▸ **Written request 1**:
In the forum posts below about university life and friendship, reproduce the stretch from "I also am really" through "just us, Han." word for word.

I also am really bad at making friends, so I never really talked to anyone and ultimately found university a pretty lonely, stressful experience. Maybe if I had gone to uni straight out of high school and had some people I knew in my classes it would have been better? I dunno.

Lunchbox:
Maybe it's just us, Han.

When I worked at the Uni bar all I ever saw were bunches of people hanging out, getting drunk, having awesome times with new friends. After two years I sucked up the guts to do a Mature age entrance course and got into a Bachelor of Teaching, but between disgusting amounts of class, study, research and trying to work so that I could have enough money to actually get myself to Uni and have lunch every day, I never had time to socialise. In six weeks I made one acquaintance who only spoke to me because I had a QC picture on my folder, but we never spoke outside that one class we had, and when I served him at my cafe two months later, he didn't recognise me. Another happy bonus was that because I was too busy studying, my work stopped calling and I had to get a new job.

Yeah so Uni sucked. I'm glad other people enjoy it.

scarred:
So I was entirely ready to have a chill night for my bday party tonight. And we seemed to start that way - me, paul, matt, and seth hung out, drank, and watched standup. I got convinced to go to my buddy Logan's, who apparently had no one over, just to hang out. We got all the way up to his place and opened the door - everyone I know was there, yelling "SURPRISE!!!!!!!!" There were streamers, cake, and more hard liquor. I love my friends.

Inlander:
Living by myself is really giving me impetus to get out of the house and go and socialise and do stuff. It's great! Last night was the first night since I moved into my house that I haven't gone out, and that's only because I had friends around instead. It's all too easy when you're living with other people to just stay at home and watch T.V. with your housemates and think that you're socialising, but you're not.

This has been a really good weekend, the fullest weekend I've had in ages. Yesterday there was the SAIL birthday (the organisation I volunteer with every Saturday morning, with the Sudanese kids). All the kids and families and volunteers from all six SAIL centres around Melbourne converged on the Myer Music Bowl for a couple of hours of sunshine and singing and dancing and general frivolity. While there I realised that this whim I had about 9 months ago to give up my Saturday mornings and start volunteering with SAIL is the snigle best decision I've made in quite some time: I've met a bunch of lovely people, both kids and volunteers, and I'm regularly reminded that they truly value my efforts every Saturday even though it seems to me that all I'm doing is playing soccer with a couple of little boys every week, and it really feels as though I've lucked into a tight-knit community and I really cherish it.

▸ **Written request 2**:
Write out all of the records below verbatim, leaving the pictures out of your answer.

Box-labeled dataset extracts
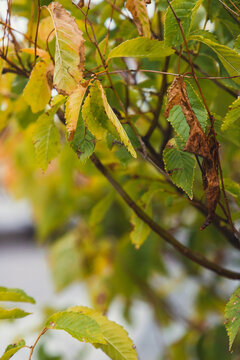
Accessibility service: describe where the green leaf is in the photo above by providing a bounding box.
[234,35,240,53]
[82,80,137,157]
[225,288,240,350]
[126,0,151,38]
[96,80,137,158]
[130,207,152,249]
[49,231,81,291]
[23,61,53,113]
[47,2,85,95]
[65,84,88,141]
[71,113,95,162]
[46,309,106,344]
[33,108,60,171]
[0,286,35,304]
[221,97,240,131]
[224,179,240,206]
[89,192,114,226]
[164,0,201,46]
[163,139,196,199]
[0,340,25,360]
[108,37,174,60]
[0,307,31,320]
[168,81,207,142]
[189,35,240,84]
[82,83,117,140]
[69,306,137,360]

▸ **Exercise output 1**:
I also am really bad at making friends, so I never really talked to anyone and ultimately found university a pretty lonely, stressful experience. Maybe if I had gone to uni straight out of high school and had some people I knew in my classes it would have been better? I dunno.

Lunchbox:
Maybe it's just us, Han.

▸ **Exercise output 2**:
Accessibility service: describe where the green leaf is in the photo above by providing a bounding box.
[234,35,240,53]
[82,80,137,157]
[225,288,240,350]
[126,0,151,38]
[96,80,137,158]
[130,207,152,249]
[49,231,81,291]
[23,61,53,113]
[47,2,85,95]
[65,84,88,141]
[71,113,95,162]
[46,309,106,344]
[33,108,60,171]
[0,286,35,304]
[221,97,240,131]
[224,179,240,206]
[89,192,114,226]
[164,0,201,46]
[163,139,196,199]
[0,340,25,360]
[108,37,174,60]
[0,307,31,320]
[168,81,207,142]
[189,35,240,84]
[82,83,117,140]
[69,306,137,360]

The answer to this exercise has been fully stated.